Copy out all the records below, replacing each "bbox" with "boxes" and leaving everything else unchanged.

> _Records supplied_

[START]

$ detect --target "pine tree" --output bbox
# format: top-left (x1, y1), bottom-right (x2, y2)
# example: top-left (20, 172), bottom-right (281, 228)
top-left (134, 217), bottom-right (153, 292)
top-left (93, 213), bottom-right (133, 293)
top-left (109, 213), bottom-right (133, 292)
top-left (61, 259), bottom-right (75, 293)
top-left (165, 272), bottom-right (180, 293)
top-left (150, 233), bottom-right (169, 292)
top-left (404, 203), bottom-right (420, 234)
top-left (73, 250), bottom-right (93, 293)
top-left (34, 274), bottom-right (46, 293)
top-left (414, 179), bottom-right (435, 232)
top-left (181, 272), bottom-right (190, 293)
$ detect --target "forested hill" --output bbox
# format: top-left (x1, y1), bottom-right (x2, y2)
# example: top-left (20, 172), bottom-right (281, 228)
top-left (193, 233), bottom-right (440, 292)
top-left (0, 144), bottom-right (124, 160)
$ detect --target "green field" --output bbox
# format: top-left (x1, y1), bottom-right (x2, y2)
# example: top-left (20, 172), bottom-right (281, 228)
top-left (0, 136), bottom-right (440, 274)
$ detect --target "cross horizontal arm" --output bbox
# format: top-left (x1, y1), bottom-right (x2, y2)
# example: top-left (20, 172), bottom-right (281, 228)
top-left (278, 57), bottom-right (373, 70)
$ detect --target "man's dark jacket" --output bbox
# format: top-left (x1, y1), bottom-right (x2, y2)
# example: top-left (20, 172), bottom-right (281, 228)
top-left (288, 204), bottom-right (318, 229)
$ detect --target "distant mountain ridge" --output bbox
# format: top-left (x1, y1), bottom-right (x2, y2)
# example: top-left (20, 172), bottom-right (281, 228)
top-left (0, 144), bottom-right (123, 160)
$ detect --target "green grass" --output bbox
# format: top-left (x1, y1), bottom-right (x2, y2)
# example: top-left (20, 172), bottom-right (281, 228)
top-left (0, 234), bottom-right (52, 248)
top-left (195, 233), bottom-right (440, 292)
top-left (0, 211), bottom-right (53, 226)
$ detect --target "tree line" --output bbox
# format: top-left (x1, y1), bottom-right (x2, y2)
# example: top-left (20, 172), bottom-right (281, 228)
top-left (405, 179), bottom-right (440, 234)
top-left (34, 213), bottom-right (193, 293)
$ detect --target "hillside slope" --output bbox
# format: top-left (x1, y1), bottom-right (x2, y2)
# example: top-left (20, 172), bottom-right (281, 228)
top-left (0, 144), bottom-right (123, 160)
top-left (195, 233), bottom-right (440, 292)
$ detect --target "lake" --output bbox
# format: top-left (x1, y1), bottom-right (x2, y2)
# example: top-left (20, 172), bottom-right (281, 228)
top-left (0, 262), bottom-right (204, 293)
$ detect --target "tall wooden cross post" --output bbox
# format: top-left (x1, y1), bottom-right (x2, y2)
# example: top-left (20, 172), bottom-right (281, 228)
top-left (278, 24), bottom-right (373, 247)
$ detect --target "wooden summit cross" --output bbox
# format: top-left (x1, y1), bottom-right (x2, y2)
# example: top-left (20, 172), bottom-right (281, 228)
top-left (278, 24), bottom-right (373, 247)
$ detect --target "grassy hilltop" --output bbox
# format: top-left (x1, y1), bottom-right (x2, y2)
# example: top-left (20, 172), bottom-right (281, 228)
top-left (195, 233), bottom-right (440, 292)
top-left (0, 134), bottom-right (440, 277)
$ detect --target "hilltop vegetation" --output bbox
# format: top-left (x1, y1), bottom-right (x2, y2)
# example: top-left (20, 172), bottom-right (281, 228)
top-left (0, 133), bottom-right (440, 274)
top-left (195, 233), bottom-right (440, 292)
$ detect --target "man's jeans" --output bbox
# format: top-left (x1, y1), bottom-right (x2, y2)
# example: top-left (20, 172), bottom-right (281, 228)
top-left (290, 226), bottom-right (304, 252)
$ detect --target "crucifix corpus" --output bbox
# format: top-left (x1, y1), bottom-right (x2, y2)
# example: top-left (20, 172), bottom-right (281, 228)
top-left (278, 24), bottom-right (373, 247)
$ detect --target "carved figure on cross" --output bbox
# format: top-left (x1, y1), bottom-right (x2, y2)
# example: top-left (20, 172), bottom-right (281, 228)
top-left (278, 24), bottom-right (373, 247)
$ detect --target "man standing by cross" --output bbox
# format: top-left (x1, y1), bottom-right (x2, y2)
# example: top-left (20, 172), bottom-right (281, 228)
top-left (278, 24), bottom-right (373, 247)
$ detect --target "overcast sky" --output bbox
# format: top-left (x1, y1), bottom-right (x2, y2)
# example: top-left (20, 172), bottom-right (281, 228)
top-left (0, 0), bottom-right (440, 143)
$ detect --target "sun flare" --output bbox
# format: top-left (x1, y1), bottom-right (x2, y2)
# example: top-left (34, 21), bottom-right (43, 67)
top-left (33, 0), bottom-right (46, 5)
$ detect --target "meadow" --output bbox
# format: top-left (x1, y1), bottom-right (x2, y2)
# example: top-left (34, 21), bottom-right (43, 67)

[END]

> _Written answer_
$ detect --target "pine tree" --output boxes
# format: top-left (x1, y1), bottom-right (x2, y2)
# example: top-left (20, 172), bottom-right (281, 228)
top-left (134, 217), bottom-right (153, 292)
top-left (93, 213), bottom-right (133, 293)
top-left (109, 213), bottom-right (133, 292)
top-left (61, 259), bottom-right (75, 293)
top-left (165, 272), bottom-right (180, 293)
top-left (150, 233), bottom-right (169, 292)
top-left (404, 203), bottom-right (420, 234)
top-left (73, 250), bottom-right (93, 293)
top-left (34, 274), bottom-right (46, 293)
top-left (414, 179), bottom-right (435, 232)
top-left (181, 272), bottom-right (190, 293)
$ detect --target "forested hill" --output boxes
# format: top-left (x1, y1), bottom-right (x2, y2)
# example: top-left (20, 172), bottom-right (281, 228)
top-left (193, 233), bottom-right (440, 292)
top-left (0, 144), bottom-right (124, 160)
$ detect --target "green field" --output boxes
# format: top-left (x1, y1), bottom-right (x2, y2)
# example: top-left (20, 172), bottom-right (281, 228)
top-left (0, 136), bottom-right (440, 274)
$ detect --target "cross horizontal arm" --output boxes
# format: top-left (x1, y1), bottom-right (x2, y2)
# example: top-left (20, 172), bottom-right (281, 228)
top-left (278, 57), bottom-right (373, 70)
$ detect --target "man's dark jacket" --output boxes
# format: top-left (x1, y1), bottom-right (x2, y2)
# example: top-left (20, 172), bottom-right (281, 228)
top-left (288, 204), bottom-right (318, 229)
$ detect --target "distant mountain ridge" --output boxes
# format: top-left (x1, y1), bottom-right (x2, y2)
# example: top-left (20, 172), bottom-right (281, 228)
top-left (0, 144), bottom-right (123, 160)
$ detect --target "green grass" --output boxes
# format: top-left (x1, y1), bottom-right (x2, y2)
# example: top-left (20, 172), bottom-right (281, 228)
top-left (0, 234), bottom-right (52, 248)
top-left (195, 233), bottom-right (440, 292)
top-left (0, 211), bottom-right (53, 226)
$ detect --target "tree line" --output boxes
# format: top-left (x1, y1), bottom-right (x2, y2)
# example: top-left (20, 172), bottom-right (281, 228)
top-left (405, 179), bottom-right (440, 234)
top-left (34, 213), bottom-right (193, 293)
$ detect --target "hillside slope" --output boxes
# format: top-left (x1, y1), bottom-right (x2, y2)
# example: top-left (20, 172), bottom-right (281, 228)
top-left (0, 144), bottom-right (123, 160)
top-left (195, 233), bottom-right (440, 292)
$ detect --target "lake" --output boxes
# format: top-left (x1, y1), bottom-right (x2, y2)
# example: top-left (20, 172), bottom-right (281, 228)
top-left (0, 262), bottom-right (204, 293)
$ detect --target "tall wooden cross post" --output boxes
# format: top-left (x1, y1), bottom-right (x2, y2)
# example: top-left (20, 172), bottom-right (281, 228)
top-left (278, 24), bottom-right (373, 247)
$ detect --target "wooden summit cross" --output boxes
# format: top-left (x1, y1), bottom-right (x2, y2)
# example: top-left (20, 172), bottom-right (281, 228)
top-left (278, 24), bottom-right (373, 247)
$ detect --target "grassy hilltop" --output boxes
# format: top-left (x1, y1), bottom-right (x2, y2)
# example: top-left (20, 172), bottom-right (281, 228)
top-left (195, 233), bottom-right (440, 292)
top-left (0, 134), bottom-right (440, 277)
$ detect --target "hilltop vegetation" --output boxes
# format: top-left (x1, y1), bottom-right (x2, y2)
# example: top-left (20, 172), bottom-right (281, 228)
top-left (0, 133), bottom-right (440, 274)
top-left (195, 233), bottom-right (440, 292)
$ detect --target "man's jeans" --output boxes
# format: top-left (x1, y1), bottom-right (x2, y2)
# example: top-left (20, 172), bottom-right (281, 228)
top-left (290, 226), bottom-right (304, 252)
$ detect --target "crucifix corpus" --output boxes
# format: top-left (x1, y1), bottom-right (x2, y2)
# example: top-left (20, 172), bottom-right (281, 228)
top-left (278, 24), bottom-right (373, 247)
$ detect --target "carved figure on cross" --output boxes
# format: top-left (x1, y1), bottom-right (x2, y2)
# example: top-left (20, 172), bottom-right (281, 228)
top-left (278, 24), bottom-right (373, 247)
$ detect --target "man standing by cross" --output boxes
# format: top-left (x1, y1), bottom-right (x2, y2)
# example: top-left (20, 172), bottom-right (281, 228)
top-left (278, 24), bottom-right (373, 247)
$ detect --target "overcast sky" --output boxes
# format: top-left (x1, y1), bottom-right (x2, y2)
# example: top-left (20, 172), bottom-right (281, 228)
top-left (0, 0), bottom-right (440, 143)
$ detect --target "sun flare" --output boxes
# format: top-left (x1, y1), bottom-right (x2, y2)
# example: top-left (34, 21), bottom-right (43, 67)
top-left (33, 0), bottom-right (46, 5)
$ detect --target "meadow" --output boxes
# format: top-left (x1, y1), bottom-right (x2, y2)
# example: top-left (34, 21), bottom-right (43, 67)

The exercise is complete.